▶ _Quoted text_:
One person in six in Germany is considered to be at risk for poverty. This represents 16.1 percent of the population, according to the figures released on Monday by the Federal Statistical Office. The poverty risk for single parents is over double the national average (35.2 percent) and stands at 31.9 percent for people living alone.

Deemed to be at risk of poverty are all those who receive less than 60 percent of the median income of the population. This calculation includes government benefits, such as child or housing benefit. In Germany, the poverty threshold commences at €979 a month for a single household, and €2,056 for a family with two children under age 14.

In the course of the past year, the proportion of children under 15 afflicted by poverty in Germany rose to 15.7 percent. A total of 1.64 million children in Germany are dependent on miserly Hartz IV welfare benefits.

▶ _Given entries_:
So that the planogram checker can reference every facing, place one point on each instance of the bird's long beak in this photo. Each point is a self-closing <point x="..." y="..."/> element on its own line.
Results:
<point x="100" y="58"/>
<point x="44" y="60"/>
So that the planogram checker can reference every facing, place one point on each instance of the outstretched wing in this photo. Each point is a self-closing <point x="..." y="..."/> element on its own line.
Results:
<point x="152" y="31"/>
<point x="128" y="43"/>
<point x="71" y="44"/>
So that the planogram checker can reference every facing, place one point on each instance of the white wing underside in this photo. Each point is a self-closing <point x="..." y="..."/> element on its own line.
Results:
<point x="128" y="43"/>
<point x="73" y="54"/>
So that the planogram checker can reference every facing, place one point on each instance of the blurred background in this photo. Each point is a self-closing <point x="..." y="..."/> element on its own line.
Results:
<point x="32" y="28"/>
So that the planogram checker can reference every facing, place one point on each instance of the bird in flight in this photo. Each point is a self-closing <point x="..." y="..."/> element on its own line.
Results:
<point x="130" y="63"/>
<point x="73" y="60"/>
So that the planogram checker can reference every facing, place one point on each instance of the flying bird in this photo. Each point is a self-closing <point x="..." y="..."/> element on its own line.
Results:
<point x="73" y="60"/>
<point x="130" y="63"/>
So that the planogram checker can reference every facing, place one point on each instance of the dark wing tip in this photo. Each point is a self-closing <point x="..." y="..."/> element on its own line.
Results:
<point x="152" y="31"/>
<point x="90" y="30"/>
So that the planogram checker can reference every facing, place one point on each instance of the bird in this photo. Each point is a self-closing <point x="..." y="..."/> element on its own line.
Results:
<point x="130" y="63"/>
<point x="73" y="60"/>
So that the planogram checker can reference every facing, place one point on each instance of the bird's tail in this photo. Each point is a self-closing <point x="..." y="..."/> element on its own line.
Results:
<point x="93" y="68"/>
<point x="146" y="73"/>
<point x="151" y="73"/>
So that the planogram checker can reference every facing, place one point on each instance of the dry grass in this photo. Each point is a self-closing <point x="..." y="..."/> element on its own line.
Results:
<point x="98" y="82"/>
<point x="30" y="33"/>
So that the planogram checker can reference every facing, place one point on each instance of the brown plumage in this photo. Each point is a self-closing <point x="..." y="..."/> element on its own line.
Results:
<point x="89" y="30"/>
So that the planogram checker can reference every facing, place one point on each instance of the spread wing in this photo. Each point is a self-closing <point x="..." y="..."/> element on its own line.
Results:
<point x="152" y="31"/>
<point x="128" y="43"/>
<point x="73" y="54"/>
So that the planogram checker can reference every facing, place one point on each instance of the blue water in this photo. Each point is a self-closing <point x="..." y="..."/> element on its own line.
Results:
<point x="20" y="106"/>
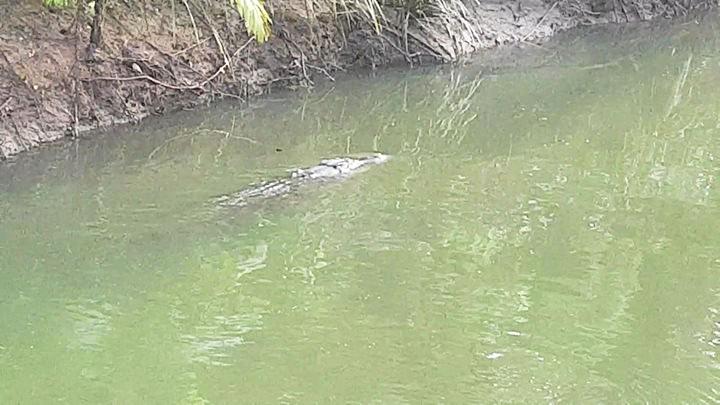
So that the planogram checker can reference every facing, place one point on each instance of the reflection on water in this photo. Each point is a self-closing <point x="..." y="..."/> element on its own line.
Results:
<point x="546" y="232"/>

▶ _Written exercise 1_:
Copy the text on poverty in Germany from "In the course" to "IV welfare benefits.".
▶ _Written exercise 2_:
Based on the text on poverty in Germany, is each statement true? Answer yes or no, and quote the words that decide it.
(a) In Germany, the poverty line for a single household starts at €979 a month.
(b) Government benefits such as housing benefit are left out of the calculation.
(c) Over the past year, the share of children under 15 affected by poverty went down.
Work only from the text on poverty in Germany.

▶ _Final answer 1_:
In the course of the past year, the proportion of children under 15 afflicted by poverty in Germany rose to 15.7 percent. A total of 1.64 million children in Germany are dependent on miserly Hartz IV welfare benefits.

▶ _Final answer 2_:
(a) Yes: "the poverty threshold commences at €979 a month for a single household"
(b) No: "This calculation includes government benefits, such as child or housing benefit."
(c) No: "the proportion of children under 15 afflicted by poverty in Germany rose to 15.7 percent"